[Dataset entries]

++++++++++++++++++++

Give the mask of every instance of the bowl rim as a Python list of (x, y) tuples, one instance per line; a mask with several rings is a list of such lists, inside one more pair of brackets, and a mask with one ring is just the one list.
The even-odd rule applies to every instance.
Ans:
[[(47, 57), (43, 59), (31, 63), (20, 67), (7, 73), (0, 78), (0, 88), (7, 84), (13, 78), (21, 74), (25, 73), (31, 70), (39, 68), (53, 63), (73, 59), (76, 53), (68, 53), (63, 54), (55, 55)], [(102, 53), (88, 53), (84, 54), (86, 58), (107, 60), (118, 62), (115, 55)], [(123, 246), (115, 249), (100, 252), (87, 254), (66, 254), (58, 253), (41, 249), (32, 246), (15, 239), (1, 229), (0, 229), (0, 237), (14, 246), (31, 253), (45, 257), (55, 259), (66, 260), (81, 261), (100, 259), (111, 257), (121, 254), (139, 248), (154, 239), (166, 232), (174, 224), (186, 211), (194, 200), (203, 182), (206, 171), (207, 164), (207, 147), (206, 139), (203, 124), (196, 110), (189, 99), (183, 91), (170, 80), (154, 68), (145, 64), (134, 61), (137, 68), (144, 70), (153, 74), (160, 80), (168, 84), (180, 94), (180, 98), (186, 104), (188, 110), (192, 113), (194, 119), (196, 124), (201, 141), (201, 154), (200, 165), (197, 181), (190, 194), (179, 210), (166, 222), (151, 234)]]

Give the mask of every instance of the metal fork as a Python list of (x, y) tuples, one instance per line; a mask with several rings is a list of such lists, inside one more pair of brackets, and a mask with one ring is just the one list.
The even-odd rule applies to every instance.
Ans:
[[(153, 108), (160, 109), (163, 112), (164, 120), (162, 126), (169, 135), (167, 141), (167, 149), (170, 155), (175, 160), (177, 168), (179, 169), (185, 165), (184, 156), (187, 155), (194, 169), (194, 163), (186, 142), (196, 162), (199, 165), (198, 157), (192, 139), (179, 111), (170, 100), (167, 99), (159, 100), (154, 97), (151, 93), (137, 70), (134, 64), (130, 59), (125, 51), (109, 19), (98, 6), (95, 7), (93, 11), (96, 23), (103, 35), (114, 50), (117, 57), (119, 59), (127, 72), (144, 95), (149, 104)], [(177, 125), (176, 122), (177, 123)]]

++++++++++++++++++++

Copy out all the lines above word for word.

RESULT FOR THIS TASK –
Give the mask of every instance of the bowl rim as a Python list of (x, y) tuples, one instance per line; a mask with several rings is a list of such lists, inside one more pair of brackets, and a mask with one ring is just the one list.
The even-odd rule applies to every instance.
Ans:
[[(47, 57), (43, 59), (31, 63), (20, 67), (7, 73), (0, 78), (0, 88), (7, 84), (13, 78), (21, 74), (25, 73), (31, 70), (39, 68), (53, 63), (73, 59), (76, 53), (68, 53), (63, 54), (55, 55)], [(102, 53), (88, 53), (84, 54), (86, 58), (107, 60), (118, 62), (115, 55)], [(123, 246), (115, 249), (100, 252), (87, 254), (66, 254), (58, 253), (41, 249), (32, 246), (15, 239), (1, 229), (0, 229), (0, 237), (14, 246), (31, 253), (45, 257), (55, 259), (66, 260), (81, 261), (100, 259), (111, 257), (121, 254), (139, 248), (154, 239), (166, 232), (174, 224), (186, 211), (194, 200), (203, 182), (206, 171), (207, 164), (207, 147), (206, 139), (203, 124), (196, 110), (189, 99), (183, 91), (170, 80), (154, 68), (145, 64), (134, 61), (137, 68), (144, 70), (153, 74), (160, 80), (168, 84), (180, 94), (180, 98), (186, 104), (188, 110), (192, 113), (194, 119), (196, 124), (201, 141), (201, 154), (200, 165), (197, 181), (190, 194), (179, 210), (166, 222), (151, 234)]]

Give the mask of every instance of the metal fork as a Python list of (x, y) tuples, one instance per line; a mask with several rings is a list of such lists, inside one more pair of brackets, and a mask with one ring is just the one list.
The even-odd rule applies to every instance.
Ans:
[[(153, 108), (160, 109), (163, 112), (164, 120), (162, 126), (169, 135), (167, 141), (167, 149), (170, 155), (175, 160), (177, 168), (179, 169), (185, 165), (184, 156), (187, 155), (194, 169), (194, 163), (186, 142), (196, 162), (199, 165), (198, 157), (192, 139), (179, 111), (170, 100), (167, 99), (159, 100), (154, 97), (151, 93), (137, 70), (134, 64), (130, 59), (125, 51), (109, 19), (98, 6), (95, 7), (93, 11), (96, 23), (103, 35), (114, 50), (117, 57), (119, 59), (127, 72), (144, 95), (149, 104)], [(177, 125), (176, 122), (177, 123)]]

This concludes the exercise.